[RECORDS SUPPLIED]
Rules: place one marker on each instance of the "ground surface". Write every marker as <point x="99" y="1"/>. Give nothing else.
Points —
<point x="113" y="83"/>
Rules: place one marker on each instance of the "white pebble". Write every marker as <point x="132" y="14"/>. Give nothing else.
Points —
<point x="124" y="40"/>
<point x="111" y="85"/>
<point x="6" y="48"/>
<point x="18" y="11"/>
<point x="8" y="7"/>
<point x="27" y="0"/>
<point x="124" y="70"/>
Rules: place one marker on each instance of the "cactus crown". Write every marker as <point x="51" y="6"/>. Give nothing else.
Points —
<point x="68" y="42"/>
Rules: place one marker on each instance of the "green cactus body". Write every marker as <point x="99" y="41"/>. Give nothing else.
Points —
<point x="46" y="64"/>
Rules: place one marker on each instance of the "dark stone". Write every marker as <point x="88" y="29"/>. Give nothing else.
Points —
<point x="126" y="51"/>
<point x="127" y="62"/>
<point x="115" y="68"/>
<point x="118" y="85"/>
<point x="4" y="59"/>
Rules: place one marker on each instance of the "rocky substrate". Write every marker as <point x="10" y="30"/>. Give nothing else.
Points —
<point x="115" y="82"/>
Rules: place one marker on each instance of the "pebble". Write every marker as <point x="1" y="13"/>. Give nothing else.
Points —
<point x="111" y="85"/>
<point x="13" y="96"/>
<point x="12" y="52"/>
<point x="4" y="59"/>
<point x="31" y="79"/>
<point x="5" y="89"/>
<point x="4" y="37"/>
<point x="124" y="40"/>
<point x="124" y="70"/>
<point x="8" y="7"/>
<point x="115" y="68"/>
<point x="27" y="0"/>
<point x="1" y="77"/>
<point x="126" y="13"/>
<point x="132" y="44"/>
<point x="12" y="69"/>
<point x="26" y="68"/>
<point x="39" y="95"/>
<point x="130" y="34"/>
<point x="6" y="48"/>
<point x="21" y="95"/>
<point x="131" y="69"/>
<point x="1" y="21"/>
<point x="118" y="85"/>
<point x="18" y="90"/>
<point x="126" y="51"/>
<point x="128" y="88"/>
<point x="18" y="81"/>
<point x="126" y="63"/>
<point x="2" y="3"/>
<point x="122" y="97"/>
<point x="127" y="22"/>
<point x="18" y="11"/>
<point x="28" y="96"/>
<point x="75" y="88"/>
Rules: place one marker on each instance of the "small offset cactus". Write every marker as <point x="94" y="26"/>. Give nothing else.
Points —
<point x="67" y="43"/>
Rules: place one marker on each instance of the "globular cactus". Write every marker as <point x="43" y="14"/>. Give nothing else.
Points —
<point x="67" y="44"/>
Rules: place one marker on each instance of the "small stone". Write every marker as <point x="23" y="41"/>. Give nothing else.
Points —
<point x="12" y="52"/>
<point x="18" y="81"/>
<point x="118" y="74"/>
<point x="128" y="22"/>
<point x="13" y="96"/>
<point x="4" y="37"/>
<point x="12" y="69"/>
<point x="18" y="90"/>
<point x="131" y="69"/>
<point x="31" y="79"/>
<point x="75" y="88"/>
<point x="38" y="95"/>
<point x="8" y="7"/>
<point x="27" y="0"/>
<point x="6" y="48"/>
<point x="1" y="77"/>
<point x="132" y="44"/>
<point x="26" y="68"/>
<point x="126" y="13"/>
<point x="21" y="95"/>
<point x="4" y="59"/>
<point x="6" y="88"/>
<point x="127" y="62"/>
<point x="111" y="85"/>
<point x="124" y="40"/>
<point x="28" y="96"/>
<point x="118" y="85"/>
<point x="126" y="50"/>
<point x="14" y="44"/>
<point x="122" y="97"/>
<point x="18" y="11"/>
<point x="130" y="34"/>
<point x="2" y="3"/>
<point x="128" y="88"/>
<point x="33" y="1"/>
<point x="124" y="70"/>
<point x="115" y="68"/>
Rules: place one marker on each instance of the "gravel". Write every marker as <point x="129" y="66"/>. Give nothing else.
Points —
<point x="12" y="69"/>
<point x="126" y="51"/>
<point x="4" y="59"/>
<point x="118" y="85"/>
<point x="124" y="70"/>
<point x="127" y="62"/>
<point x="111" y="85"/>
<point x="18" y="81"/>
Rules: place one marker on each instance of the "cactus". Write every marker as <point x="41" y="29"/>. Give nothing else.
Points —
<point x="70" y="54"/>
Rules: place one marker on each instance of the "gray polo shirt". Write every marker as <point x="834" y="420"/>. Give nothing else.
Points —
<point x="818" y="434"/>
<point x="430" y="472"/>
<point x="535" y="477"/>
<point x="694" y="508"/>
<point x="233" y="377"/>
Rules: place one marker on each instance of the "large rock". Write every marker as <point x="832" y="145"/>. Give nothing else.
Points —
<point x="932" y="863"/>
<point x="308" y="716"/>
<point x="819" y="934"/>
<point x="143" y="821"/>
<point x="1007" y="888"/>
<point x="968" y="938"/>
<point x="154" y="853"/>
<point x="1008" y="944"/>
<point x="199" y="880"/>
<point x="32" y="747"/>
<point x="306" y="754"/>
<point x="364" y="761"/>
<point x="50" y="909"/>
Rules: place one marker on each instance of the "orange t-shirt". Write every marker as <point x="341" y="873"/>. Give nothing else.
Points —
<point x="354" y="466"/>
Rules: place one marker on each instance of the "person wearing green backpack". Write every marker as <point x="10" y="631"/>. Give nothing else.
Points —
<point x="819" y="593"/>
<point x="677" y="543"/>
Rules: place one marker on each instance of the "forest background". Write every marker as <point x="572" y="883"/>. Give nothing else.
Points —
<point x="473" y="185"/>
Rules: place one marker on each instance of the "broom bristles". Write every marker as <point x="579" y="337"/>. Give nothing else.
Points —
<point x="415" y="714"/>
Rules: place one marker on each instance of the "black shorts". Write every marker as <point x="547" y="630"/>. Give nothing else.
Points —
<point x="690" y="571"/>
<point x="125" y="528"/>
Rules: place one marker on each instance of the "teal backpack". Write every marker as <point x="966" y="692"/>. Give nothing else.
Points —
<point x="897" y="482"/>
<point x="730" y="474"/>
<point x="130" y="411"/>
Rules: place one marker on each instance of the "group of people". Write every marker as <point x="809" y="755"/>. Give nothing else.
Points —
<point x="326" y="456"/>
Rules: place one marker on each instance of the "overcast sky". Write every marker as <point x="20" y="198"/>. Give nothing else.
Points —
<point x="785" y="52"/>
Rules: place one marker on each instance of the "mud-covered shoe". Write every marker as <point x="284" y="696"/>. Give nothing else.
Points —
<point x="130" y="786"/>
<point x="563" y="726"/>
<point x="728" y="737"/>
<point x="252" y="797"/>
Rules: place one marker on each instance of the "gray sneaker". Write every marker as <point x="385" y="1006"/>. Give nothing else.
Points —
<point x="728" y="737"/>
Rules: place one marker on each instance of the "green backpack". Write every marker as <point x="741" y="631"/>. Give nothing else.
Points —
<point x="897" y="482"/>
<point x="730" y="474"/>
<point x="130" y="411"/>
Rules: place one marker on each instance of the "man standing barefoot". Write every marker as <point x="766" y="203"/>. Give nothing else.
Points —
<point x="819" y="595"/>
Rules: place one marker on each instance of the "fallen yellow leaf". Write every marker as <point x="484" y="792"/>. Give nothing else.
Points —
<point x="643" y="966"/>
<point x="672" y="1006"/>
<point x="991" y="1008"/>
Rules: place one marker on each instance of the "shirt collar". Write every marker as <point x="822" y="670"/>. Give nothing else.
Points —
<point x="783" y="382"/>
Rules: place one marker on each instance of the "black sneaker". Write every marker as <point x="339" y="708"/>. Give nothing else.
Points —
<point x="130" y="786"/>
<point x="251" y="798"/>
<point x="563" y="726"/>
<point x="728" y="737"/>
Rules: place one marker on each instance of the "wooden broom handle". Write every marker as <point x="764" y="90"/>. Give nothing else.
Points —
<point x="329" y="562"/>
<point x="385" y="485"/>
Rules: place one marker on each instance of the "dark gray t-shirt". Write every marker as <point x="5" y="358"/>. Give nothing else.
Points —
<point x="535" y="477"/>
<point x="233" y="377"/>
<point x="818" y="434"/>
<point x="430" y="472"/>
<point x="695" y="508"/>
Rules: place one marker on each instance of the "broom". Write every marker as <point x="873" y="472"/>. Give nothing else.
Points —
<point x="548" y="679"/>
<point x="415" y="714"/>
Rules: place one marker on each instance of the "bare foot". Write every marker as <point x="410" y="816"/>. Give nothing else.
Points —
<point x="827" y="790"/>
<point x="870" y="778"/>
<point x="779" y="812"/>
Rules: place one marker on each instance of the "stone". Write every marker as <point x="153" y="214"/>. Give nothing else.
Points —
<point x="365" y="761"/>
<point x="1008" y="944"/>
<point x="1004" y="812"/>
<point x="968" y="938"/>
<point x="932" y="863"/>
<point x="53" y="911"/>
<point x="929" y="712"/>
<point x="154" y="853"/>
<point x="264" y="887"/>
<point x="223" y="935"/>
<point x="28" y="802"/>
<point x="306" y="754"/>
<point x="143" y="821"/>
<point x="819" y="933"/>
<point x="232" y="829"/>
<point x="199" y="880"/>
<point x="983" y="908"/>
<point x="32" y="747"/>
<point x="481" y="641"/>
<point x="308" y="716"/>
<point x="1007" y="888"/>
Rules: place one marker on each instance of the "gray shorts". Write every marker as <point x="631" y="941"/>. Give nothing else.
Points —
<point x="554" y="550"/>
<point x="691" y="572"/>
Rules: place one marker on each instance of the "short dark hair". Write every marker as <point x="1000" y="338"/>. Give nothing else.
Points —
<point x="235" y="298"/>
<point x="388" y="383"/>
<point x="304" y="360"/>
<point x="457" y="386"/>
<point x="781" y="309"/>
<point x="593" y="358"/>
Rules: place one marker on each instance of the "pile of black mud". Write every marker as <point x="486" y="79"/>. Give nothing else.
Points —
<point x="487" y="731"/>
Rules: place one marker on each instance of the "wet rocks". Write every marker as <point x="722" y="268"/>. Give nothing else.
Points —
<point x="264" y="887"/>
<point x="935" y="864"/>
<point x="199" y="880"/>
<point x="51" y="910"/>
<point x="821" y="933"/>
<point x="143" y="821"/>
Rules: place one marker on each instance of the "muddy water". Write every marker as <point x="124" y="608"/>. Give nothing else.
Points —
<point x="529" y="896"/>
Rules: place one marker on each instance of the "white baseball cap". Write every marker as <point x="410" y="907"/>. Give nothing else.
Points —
[/RECORDS SUPPLIED]
WHAT THE TASK REQUIRES:
Please report all lines in the entries where "cactus" appears.

ANSWER SECTION:
Rules: place one marker on each instance of the "cactus crown". Write every marker as <point x="51" y="6"/>. Give nothing else.
Rules: place one marker on each instance of the "green cactus body". Write every marker as <point x="99" y="41"/>. Give nothing else.
Rules: place one marker on each instance of the "small offset cactus". Write every marker as <point x="94" y="26"/>. Give nothing else.
Rules: place one marker on each instance of the "globular cactus". Write every marker as <point x="43" y="14"/>. Give nothing else.
Rules: place one marker on each instance of the "cactus". Write every marker as <point x="41" y="29"/>. Give nothing else.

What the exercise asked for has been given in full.